Esercizio | Aggiungi 61 a ogni numero delle coordinate e riscrivi tutte le righe delle voci, anche quelle senza coordinate, a partire dalla riga che contiene "Return one point per instance of the green foliage" e proseguendo fino alla fine delle voci, estremi inclusi.

=== Estratti dei dati ===

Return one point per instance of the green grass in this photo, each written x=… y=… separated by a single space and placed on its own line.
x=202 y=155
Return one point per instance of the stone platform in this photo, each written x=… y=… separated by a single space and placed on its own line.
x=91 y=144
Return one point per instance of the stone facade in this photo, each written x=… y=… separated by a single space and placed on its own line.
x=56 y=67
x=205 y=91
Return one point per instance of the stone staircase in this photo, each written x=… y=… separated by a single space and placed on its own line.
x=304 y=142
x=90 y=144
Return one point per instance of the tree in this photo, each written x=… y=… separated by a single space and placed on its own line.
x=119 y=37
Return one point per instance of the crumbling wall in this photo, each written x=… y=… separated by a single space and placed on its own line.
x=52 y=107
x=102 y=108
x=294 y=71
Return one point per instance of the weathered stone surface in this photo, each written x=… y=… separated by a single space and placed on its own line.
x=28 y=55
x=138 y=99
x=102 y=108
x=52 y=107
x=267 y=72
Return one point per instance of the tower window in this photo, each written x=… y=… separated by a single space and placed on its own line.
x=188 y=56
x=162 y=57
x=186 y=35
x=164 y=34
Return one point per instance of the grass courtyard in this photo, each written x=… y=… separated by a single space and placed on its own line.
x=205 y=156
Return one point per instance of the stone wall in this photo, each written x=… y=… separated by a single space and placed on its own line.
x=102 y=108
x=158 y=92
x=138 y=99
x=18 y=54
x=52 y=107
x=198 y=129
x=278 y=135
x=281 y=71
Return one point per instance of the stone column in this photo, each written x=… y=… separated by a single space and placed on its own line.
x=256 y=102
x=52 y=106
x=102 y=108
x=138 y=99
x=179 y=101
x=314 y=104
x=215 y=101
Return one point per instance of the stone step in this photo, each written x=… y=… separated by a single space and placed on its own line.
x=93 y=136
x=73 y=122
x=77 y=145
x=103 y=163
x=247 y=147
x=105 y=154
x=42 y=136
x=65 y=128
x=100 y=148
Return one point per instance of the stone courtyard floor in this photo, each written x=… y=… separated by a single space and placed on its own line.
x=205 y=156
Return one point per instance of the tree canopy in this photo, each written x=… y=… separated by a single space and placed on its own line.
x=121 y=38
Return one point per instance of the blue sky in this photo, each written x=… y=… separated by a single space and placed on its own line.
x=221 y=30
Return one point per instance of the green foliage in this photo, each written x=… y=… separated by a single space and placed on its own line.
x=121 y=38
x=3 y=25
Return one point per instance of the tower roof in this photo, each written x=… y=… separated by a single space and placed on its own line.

===

Risposta finale |
Return one point per instance of the green foliage in this photo, each written x=… y=… separated by a single space and placed on its own line.
x=182 y=99
x=64 y=86
Return one point per instance of the tower roof in this photo, each written x=… y=… separated by a single space and placed on its own line.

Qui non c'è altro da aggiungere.